═══ Data lines

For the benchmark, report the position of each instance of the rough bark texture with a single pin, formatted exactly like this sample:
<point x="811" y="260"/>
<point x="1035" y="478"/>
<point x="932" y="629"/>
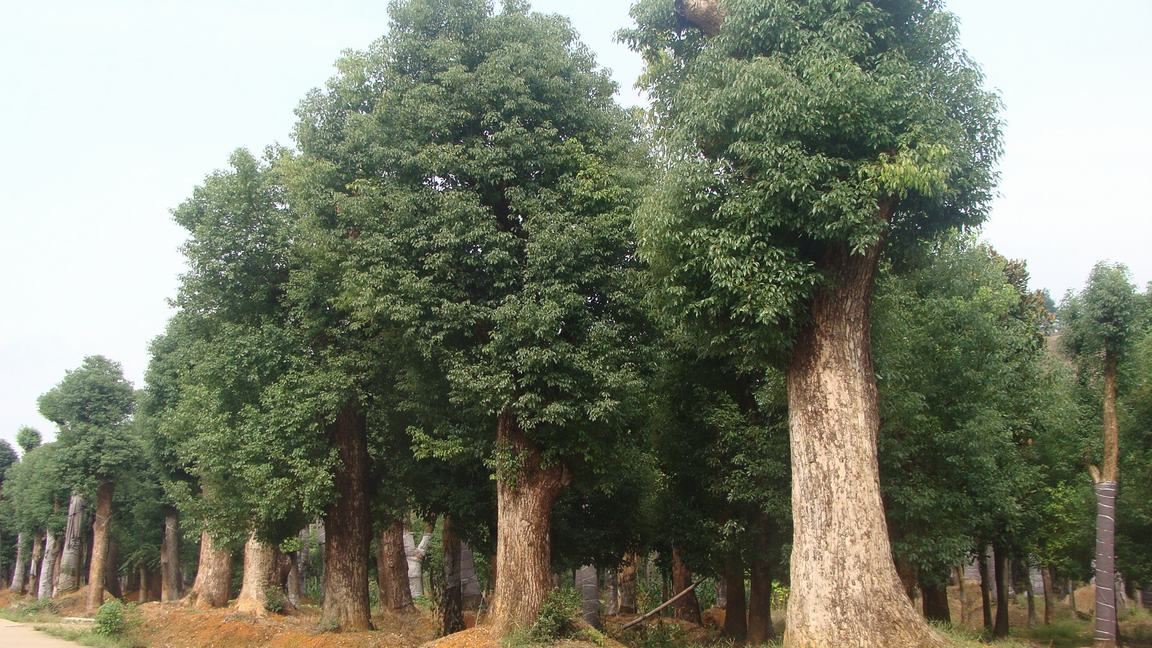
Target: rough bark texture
<point x="735" y="619"/>
<point x="452" y="607"/>
<point x="1000" y="562"/>
<point x="213" y="578"/>
<point x="759" y="602"/>
<point x="347" y="530"/>
<point x="47" y="567"/>
<point x="101" y="524"/>
<point x="392" y="569"/>
<point x="172" y="581"/>
<point x="68" y="579"/>
<point x="523" y="530"/>
<point x="260" y="573"/>
<point x="844" y="588"/>
<point x="689" y="607"/>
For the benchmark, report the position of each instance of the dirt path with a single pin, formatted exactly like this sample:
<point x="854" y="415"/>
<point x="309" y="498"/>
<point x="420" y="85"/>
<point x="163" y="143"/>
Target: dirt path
<point x="24" y="637"/>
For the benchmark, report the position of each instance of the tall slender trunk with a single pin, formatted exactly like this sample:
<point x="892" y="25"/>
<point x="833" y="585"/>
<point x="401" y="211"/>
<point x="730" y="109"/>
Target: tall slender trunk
<point x="392" y="569"/>
<point x="523" y="529"/>
<point x="44" y="589"/>
<point x="172" y="586"/>
<point x="68" y="579"/>
<point x="844" y="588"/>
<point x="260" y="573"/>
<point x="735" y="617"/>
<point x="213" y="577"/>
<point x="348" y="534"/>
<point x="688" y="608"/>
<point x="759" y="602"/>
<point x="452" y="607"/>
<point x="101" y="524"/>
<point x="1000" y="562"/>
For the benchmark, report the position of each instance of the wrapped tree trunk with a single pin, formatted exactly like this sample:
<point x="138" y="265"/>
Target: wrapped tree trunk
<point x="346" y="528"/>
<point x="213" y="578"/>
<point x="68" y="579"/>
<point x="524" y="504"/>
<point x="452" y="605"/>
<point x="260" y="573"/>
<point x="172" y="581"/>
<point x="844" y="588"/>
<point x="101" y="525"/>
<point x="735" y="619"/>
<point x="392" y="569"/>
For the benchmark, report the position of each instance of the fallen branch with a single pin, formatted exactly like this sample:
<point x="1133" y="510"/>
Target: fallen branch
<point x="661" y="607"/>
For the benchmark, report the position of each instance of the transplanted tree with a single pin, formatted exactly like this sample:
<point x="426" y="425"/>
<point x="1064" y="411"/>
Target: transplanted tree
<point x="802" y="138"/>
<point x="1099" y="324"/>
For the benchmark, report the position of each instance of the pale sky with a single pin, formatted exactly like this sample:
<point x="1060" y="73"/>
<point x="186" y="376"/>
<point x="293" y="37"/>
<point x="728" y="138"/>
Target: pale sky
<point x="112" y="111"/>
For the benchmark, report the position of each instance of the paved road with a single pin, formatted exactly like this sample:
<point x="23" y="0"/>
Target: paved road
<point x="19" y="635"/>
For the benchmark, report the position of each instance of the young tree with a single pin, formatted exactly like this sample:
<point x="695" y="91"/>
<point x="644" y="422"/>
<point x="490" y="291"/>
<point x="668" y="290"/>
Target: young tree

══════

_Directive_.
Reproduce every one of the records above verbatim, leaving out the pictures.

_Task output_.
For the benchmark, report the position of each instance of the rough bark texture with a single pin, formatted exactly like this sample:
<point x="811" y="260"/>
<point x="1035" y="478"/>
<point x="932" y="629"/>
Target: rough bark texture
<point x="735" y="619"/>
<point x="452" y="607"/>
<point x="1000" y="562"/>
<point x="213" y="578"/>
<point x="759" y="602"/>
<point x="347" y="530"/>
<point x="47" y="567"/>
<point x="101" y="524"/>
<point x="392" y="569"/>
<point x="172" y="581"/>
<point x="68" y="579"/>
<point x="523" y="530"/>
<point x="260" y="573"/>
<point x="844" y="588"/>
<point x="689" y="607"/>
For the benchmark, report the position of each instance of the dirt path with a single pin, formatted exactly like this sample:
<point x="854" y="415"/>
<point x="309" y="498"/>
<point x="420" y="85"/>
<point x="163" y="143"/>
Target: dirt path
<point x="24" y="637"/>
For the benchmark, report the position of each instance of the tall slender trunk with a single pin, formatted exactly like this sample:
<point x="892" y="25"/>
<point x="833" y="585"/>
<point x="401" y="211"/>
<point x="730" y="109"/>
Target: tall slender trunk
<point x="392" y="569"/>
<point x="523" y="529"/>
<point x="44" y="589"/>
<point x="172" y="586"/>
<point x="68" y="579"/>
<point x="844" y="588"/>
<point x="260" y="573"/>
<point x="735" y="617"/>
<point x="213" y="577"/>
<point x="348" y="534"/>
<point x="688" y="608"/>
<point x="759" y="602"/>
<point x="452" y="607"/>
<point x="101" y="524"/>
<point x="1000" y="562"/>
For the benchmark, report the position of each instance of the wrapped tree trunk with a single pin, formatted exactly like this sample:
<point x="138" y="265"/>
Target: wrapped tree trunk
<point x="346" y="528"/>
<point x="213" y="578"/>
<point x="68" y="579"/>
<point x="524" y="504"/>
<point x="452" y="605"/>
<point x="260" y="573"/>
<point x="172" y="581"/>
<point x="844" y="588"/>
<point x="101" y="525"/>
<point x="735" y="619"/>
<point x="392" y="569"/>
For the benchmark, report the position of each instance of the fallen branch with a single pin, formatted exactly like this sample:
<point x="1133" y="510"/>
Target: fallen branch
<point x="661" y="607"/>
For the benchmark, report the position of each instance of the transplanted tree with a single pin, formatted exactly like this sample:
<point x="426" y="425"/>
<point x="1064" y="411"/>
Target: transplanted tree
<point x="802" y="138"/>
<point x="1099" y="324"/>
For the benchmark, report the position of each instance of the pale sky with a single pin, formatted exactly like this sample:
<point x="1060" y="73"/>
<point x="186" y="376"/>
<point x="293" y="37"/>
<point x="728" y="138"/>
Target: pale sky
<point x="112" y="111"/>
For the benchmark, report the position of each instance of the paved road with a single pin, formatted exactly like this sample:
<point x="23" y="0"/>
Target: paved road
<point x="19" y="635"/>
For the benchmark, report the position of each instance of the young tree with a single pin, formatted exactly like this sample:
<point x="695" y="91"/>
<point x="644" y="422"/>
<point x="490" y="291"/>
<point x="668" y="290"/>
Target: young tree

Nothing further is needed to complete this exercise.